▶ [Exercise instructions] Extract every line of the records that contains the word "amber".
** Start **
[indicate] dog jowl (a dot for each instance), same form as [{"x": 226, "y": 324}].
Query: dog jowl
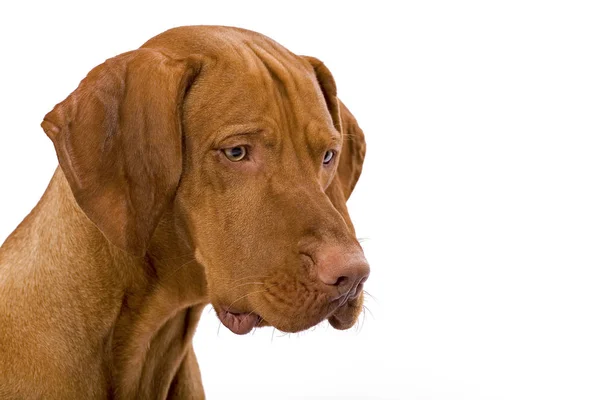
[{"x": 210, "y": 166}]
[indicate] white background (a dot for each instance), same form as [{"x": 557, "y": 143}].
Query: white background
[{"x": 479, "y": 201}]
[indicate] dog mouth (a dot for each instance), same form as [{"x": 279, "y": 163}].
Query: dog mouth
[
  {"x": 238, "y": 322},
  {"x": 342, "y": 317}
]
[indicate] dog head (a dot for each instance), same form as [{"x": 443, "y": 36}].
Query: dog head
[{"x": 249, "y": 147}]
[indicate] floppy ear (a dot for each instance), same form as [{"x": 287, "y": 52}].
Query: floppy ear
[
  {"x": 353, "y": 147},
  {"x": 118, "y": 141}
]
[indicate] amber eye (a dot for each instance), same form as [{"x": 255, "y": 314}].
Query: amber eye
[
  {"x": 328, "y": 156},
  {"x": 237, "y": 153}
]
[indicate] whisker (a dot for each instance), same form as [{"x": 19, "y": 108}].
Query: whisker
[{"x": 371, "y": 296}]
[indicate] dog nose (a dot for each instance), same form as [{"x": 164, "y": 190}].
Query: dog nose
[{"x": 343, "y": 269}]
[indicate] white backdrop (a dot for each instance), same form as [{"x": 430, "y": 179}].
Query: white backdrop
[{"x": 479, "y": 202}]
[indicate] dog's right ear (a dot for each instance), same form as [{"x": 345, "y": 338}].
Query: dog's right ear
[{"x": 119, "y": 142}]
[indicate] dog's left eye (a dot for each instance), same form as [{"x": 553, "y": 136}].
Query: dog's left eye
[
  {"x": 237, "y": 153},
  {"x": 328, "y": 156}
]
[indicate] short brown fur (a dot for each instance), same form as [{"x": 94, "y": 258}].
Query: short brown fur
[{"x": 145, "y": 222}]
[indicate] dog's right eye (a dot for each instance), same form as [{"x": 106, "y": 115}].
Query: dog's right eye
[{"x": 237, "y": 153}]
** End **
** Start **
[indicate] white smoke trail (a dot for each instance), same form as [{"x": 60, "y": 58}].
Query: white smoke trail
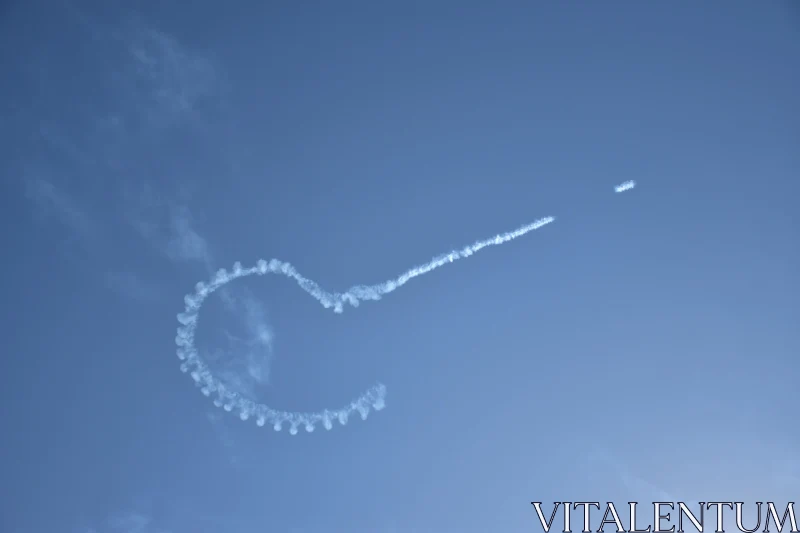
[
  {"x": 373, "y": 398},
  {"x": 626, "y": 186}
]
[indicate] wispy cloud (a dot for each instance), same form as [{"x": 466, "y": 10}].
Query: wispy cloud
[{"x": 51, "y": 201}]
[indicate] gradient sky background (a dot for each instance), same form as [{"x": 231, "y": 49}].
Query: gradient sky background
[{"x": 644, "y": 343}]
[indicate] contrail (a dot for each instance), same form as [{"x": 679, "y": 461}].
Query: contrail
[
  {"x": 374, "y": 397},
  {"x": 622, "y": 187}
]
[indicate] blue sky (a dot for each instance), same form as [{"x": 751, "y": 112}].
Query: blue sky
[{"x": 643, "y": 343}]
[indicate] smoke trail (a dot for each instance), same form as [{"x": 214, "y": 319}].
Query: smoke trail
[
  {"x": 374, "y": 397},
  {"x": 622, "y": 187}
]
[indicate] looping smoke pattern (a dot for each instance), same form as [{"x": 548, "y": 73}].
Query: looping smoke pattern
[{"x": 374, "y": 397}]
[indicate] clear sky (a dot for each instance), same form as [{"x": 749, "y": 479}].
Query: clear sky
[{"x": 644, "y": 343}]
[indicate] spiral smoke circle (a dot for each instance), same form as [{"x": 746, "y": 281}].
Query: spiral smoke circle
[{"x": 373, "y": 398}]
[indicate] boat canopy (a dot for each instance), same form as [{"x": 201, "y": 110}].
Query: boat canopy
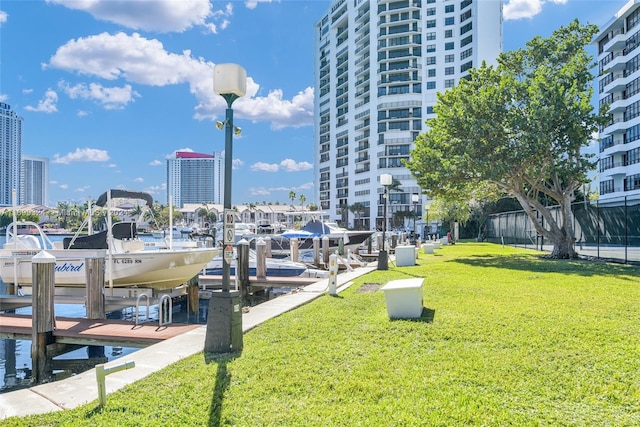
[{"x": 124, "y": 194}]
** End **
▶ [Full answer]
[indicate] amber eye (a dot for each instance), same form as [{"x": 255, "y": 314}].
Query: amber eye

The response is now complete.